**WHAT IS REQUIRED**
Set down all of the records exactly.

Records drawn from a dataset

----

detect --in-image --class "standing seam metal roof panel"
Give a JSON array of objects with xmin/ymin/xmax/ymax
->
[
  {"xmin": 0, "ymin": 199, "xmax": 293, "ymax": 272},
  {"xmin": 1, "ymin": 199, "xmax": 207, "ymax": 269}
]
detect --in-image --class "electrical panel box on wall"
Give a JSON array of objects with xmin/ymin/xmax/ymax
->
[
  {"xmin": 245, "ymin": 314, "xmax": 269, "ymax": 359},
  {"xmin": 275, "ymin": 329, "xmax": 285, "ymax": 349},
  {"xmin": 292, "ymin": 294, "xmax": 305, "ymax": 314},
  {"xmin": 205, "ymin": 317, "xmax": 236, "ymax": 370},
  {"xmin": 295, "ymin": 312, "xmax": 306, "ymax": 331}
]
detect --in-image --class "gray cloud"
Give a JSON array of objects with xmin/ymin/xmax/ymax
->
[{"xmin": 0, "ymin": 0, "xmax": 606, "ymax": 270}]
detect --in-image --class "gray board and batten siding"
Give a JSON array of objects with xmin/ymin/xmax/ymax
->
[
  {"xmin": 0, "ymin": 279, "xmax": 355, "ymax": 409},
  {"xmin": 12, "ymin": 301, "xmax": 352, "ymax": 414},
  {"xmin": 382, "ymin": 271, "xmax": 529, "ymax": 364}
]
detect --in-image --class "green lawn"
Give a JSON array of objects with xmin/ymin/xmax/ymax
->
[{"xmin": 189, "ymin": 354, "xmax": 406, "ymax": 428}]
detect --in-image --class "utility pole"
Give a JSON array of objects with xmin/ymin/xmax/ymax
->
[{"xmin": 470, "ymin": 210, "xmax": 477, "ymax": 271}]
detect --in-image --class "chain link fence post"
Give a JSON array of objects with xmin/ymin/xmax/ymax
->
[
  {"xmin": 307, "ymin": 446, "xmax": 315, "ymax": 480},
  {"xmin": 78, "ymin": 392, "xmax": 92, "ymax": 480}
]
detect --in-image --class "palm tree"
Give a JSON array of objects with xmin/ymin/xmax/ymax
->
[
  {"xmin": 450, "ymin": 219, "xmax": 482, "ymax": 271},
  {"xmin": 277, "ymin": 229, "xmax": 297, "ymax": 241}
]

----

**RESPONSE TO THE EXERCISE**
detect --in-image --class "standing seam metal roof panel"
Give a JSON array of objects with xmin/ymin/xmax/ymax
->
[
  {"xmin": 0, "ymin": 199, "xmax": 293, "ymax": 272},
  {"xmin": 1, "ymin": 199, "xmax": 207, "ymax": 269}
]
detect --in-image --class "electrical panel box on wall"
Give a JSON array of objects with xmin/ymin/xmax/ymax
->
[
  {"xmin": 245, "ymin": 314, "xmax": 269, "ymax": 359},
  {"xmin": 275, "ymin": 329, "xmax": 285, "ymax": 349},
  {"xmin": 292, "ymin": 294, "xmax": 305, "ymax": 314},
  {"xmin": 205, "ymin": 317, "xmax": 236, "ymax": 370},
  {"xmin": 295, "ymin": 312, "xmax": 306, "ymax": 331}
]
detect --in-image --class "gray cloud"
Give a JSON array of objects with xmin/ymin/xmax/ymax
->
[{"xmin": 0, "ymin": 0, "xmax": 606, "ymax": 270}]
detect --in-image --class "gray board and batten siding"
Give a JSON array of objects with xmin/ymin/xmax/ymax
->
[
  {"xmin": 0, "ymin": 279, "xmax": 355, "ymax": 409},
  {"xmin": 12, "ymin": 301, "xmax": 352, "ymax": 414},
  {"xmin": 382, "ymin": 271, "xmax": 529, "ymax": 364}
]
detect --in-image --class "green lawn"
Give a JSON array of objects with xmin/ymin/xmax/ymax
->
[{"xmin": 189, "ymin": 354, "xmax": 406, "ymax": 428}]
detect --in-image --class "utility pole"
Give a JSON array of objects with xmin/ymin/xmax/ymax
->
[{"xmin": 470, "ymin": 210, "xmax": 477, "ymax": 271}]
detect --in-image --class "chain link fence post"
Give a JSON array of objects with xmin/ymin/xmax/ymax
->
[
  {"xmin": 307, "ymin": 446, "xmax": 315, "ymax": 480},
  {"xmin": 78, "ymin": 392, "xmax": 92, "ymax": 480}
]
detect --in-image --class "palm tree"
Give a JSON array of objects with xmin/ymin/xmax/ymax
->
[
  {"xmin": 450, "ymin": 219, "xmax": 482, "ymax": 271},
  {"xmin": 277, "ymin": 229, "xmax": 297, "ymax": 241}
]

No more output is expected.